Referring expression data:
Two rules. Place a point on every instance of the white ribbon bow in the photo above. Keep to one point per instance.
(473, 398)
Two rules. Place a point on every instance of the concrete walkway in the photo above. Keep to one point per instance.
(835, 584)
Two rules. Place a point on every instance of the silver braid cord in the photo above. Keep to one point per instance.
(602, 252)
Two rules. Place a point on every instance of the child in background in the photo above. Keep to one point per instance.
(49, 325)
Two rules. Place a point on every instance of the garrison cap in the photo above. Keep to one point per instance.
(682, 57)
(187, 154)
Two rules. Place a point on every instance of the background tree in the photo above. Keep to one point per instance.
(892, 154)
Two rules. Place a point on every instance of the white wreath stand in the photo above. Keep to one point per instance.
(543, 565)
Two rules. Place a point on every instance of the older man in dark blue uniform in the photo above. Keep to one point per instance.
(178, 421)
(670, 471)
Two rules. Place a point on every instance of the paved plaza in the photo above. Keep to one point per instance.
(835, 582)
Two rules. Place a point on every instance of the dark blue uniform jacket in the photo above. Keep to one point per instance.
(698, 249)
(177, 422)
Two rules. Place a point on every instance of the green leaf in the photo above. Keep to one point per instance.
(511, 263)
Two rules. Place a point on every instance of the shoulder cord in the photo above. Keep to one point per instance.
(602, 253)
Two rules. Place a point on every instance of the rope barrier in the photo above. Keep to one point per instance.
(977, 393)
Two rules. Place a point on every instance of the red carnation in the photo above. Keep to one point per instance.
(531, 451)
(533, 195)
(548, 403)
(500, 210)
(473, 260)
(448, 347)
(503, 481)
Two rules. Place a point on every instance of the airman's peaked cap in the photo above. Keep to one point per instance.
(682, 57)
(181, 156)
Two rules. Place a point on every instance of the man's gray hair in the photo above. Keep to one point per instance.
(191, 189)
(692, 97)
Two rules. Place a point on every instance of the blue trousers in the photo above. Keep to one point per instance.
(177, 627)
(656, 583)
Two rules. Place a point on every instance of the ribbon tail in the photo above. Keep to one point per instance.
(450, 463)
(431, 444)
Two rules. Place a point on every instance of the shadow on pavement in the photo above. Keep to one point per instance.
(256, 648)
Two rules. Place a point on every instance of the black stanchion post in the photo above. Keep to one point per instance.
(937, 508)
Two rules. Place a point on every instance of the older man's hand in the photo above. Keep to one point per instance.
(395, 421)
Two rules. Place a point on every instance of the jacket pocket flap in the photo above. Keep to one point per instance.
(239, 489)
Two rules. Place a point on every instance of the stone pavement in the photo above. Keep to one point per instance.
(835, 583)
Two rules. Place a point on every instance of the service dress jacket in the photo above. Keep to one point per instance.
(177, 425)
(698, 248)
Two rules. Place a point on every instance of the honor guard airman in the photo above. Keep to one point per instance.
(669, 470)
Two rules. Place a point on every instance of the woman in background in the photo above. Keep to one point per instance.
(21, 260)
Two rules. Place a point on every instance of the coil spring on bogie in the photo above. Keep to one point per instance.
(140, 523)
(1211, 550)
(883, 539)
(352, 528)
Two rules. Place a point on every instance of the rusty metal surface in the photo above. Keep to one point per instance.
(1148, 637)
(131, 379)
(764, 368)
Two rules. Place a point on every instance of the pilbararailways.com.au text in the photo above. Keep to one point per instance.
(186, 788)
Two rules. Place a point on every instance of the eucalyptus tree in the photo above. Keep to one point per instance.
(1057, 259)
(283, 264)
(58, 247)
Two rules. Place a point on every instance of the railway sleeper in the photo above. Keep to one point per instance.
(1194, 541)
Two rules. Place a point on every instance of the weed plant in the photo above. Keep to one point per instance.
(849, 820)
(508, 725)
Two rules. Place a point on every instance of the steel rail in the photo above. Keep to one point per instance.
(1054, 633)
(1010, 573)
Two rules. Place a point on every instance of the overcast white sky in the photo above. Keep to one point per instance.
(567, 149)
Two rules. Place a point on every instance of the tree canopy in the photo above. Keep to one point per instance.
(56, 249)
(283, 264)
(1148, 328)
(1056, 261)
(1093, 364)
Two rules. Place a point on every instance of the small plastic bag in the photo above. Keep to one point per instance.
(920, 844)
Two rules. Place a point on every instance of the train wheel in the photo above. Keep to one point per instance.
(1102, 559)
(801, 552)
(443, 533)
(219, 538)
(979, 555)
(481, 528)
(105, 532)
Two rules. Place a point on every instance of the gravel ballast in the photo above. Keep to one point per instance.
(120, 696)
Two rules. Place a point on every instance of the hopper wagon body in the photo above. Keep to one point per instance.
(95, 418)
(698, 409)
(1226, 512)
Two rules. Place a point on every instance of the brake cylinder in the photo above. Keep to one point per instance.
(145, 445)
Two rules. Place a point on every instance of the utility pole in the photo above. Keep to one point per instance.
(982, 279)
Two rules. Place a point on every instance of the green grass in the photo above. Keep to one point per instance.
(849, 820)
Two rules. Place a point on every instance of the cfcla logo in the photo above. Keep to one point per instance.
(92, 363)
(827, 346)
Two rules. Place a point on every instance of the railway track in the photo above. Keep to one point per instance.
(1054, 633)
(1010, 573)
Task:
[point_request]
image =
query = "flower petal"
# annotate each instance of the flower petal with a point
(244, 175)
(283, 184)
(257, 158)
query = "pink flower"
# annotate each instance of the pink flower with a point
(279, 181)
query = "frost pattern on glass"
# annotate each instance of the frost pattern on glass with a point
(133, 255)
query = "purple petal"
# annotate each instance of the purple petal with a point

### PROBLEM DETAILS
Would you return all of the data exactly as it stands above?

### RESPONSE TO THIS EXERCISE
Two rules. Place a point on every instance of the white ribbon bow in the photo above. Keep to one point per instance.
(473, 398)
Two rules. Place a point on every instance of the concrete walkway in the photo above. Keep to one point per instance.
(835, 584)
Two rules. Place a point on every instance of the silver braid cord in the photo above. Keep to one point per instance.
(602, 252)
Two rules. Place a point on every instance of the child in background in the photo above. Keep to one point per instance.
(49, 325)
Two rules. Place a point on every instance of the garrison cap in the photo above. Keep to one point per instance.
(682, 57)
(187, 154)
Two rules. Place a point on every instance of the background tree in the photo above. Keep to one point per instance.
(892, 154)
Two rules. Place a point on every instance of the white wreath stand in the photo above. Keep to one point per instance.
(543, 565)
Two rules. Place a point on every instance of the older man in dark blue uniform in the photo above. Keep to one point per instance.
(178, 421)
(670, 471)
Two rules. Place a point on every instance of the paved plaza in the photo above. Keep to one point per instance.
(835, 582)
Two rules. Place a point on every instance of the dark blue uniform jacket in the photo above. Keep to one point per instance.
(698, 249)
(177, 422)
Two rules. Place a point on every instance of the green leaf in the photo above. Keep to one point per instance.
(511, 263)
Two rules. Place a point on every instance of the shoulder cord in the photo above. Keep to one point per instance.
(602, 253)
Two rules. Place a point on every instance of the rope barrier in the photo above. Keep to one point per instance.
(977, 393)
Two rules. Place a point on every instance of the red carnation in the photo above. Keep to one point per instance.
(531, 451)
(533, 195)
(548, 403)
(500, 210)
(473, 260)
(448, 347)
(503, 481)
Two rules. Place a point on every instance of the airman's peaked cap in the photo above. Keep to one point per instance.
(682, 57)
(181, 156)
Two rules. Place a point on every instance of the man's gray hair in the photo above. Keep to one point per instance.
(191, 189)
(692, 97)
Two rules. Place a point on every instance of the blue trousers in the photo above. Keep to one point per instance.
(177, 627)
(656, 583)
Two rules. Place a point on every instance of the ribbon tail in the photo above. Keep to one point per instance.
(450, 463)
(431, 444)
Two rules. Place a point on every instance of the shadow on pavement in the photo above. Keep to one point per instance.
(256, 648)
Two rules. Place a point on every instance of the black stanchion post in the photo above. Keep to one point per instance.
(937, 508)
Two rules. Place a point on every instance of the older man's hand in the photo above. Keep to one point per instance.
(395, 421)
Two rules. Place a point on every instance of the jacket pocket flap in the photo above. Keep to one point per instance.
(239, 489)
Two rules. Place a point on every instance of the stone pavement in the photo above. Keep to one point per instance.
(835, 583)
Two rules. Place a point on every instance of the service dress jacket in the photo above. Keep to one point per instance.
(177, 425)
(698, 248)
Two rules. Place a point on every instance of the honor guard airman in the photo above. Keep to one point per instance.
(669, 470)
Two rules. Place a point on every instance of the woman in background in the photo above. Keep to one point per instance.
(21, 260)
Two rules. Place a point on every instance of the coil spring on bogie in the photo above. Keep to one point per instance.
(140, 523)
(1211, 550)
(883, 539)
(352, 528)
Two rules. Place a point on every instance of the rusty metal surface in the photo above. Keep to one point per instance.
(1148, 637)
(131, 379)
(764, 368)
Two rules. Place a point on every instance of the pilbararailways.com.au text in the photo above. Keep to one point per instance.
(186, 788)
Two rules. Place a point on every instance of the eucalyptus tree in the photo above. Keep to one point per instance.
(1057, 259)
(283, 264)
(58, 247)
Two rules. Place a point on every instance of the railway sleeper in the photo above. Keep to one point per instance.
(1194, 541)
Two rules. Place a point on every instance of the weed plant in the photo above. Keep to one point per instance.
(849, 820)
(508, 725)
Two rules. Place a point on every instance of the steel rail in the photo above. Keep to one point per instance.
(1054, 633)
(1010, 573)
Two rules. Place a point on every instance of the overcast white sky in the photo above. Keep to one point per instance.
(567, 149)
Two rules. Place a point on every instance of the tree canopy in the photo above. Keep to one point per instance.
(56, 249)
(283, 264)
(1148, 328)
(1056, 261)
(1093, 364)
Two rules. Place a point on every instance of the small plastic bag in the photo above. Keep to one point per instance.
(920, 844)
Two rules. Place a point on every instance of the train wheel in the photo above. Keep to one point per instance.
(1102, 559)
(801, 552)
(443, 533)
(219, 538)
(979, 555)
(481, 528)
(105, 532)
Two rules. Place a point on every instance of the gravel ballast in the photo above. Keep to one point per instance.
(120, 696)
Two rules. Place a point on every instance of the hopper wagon body in the photo above. Keep to one point per instance.
(95, 418)
(698, 409)
(1226, 512)
Two rules. Place a point on every instance of the brake cylinder in the photo above. Keep to one point per instance.
(145, 445)
Two rules. Place a point on every instance of the utility pole in the photo above. Keep to one point per instance.
(982, 279)
Two rules. Place a point on every instance of the green grass in the photo above. Keep to one point per instance.
(849, 820)
Two rules. Place a point on every instance of the cfcla logo in the photo above. Keep to one point per instance.
(92, 363)
(827, 346)
Two rules. Place a point on every instance of the railway track in the photo above. Keep to one point per instance.
(1054, 633)
(1010, 573)
Task:
[point_request]
image =
query = "flower petal"
# annotate each instance of the flower petal with a point
(244, 175)
(283, 184)
(257, 158)
query = "pink flower"
# annotate each instance of the pink flower with a point
(279, 181)
query = "frost pattern on glass"
# annotate each instance of the frost pattern on glass with a point
(133, 255)
query = "purple petal"
# annotate each instance of the purple petal with a point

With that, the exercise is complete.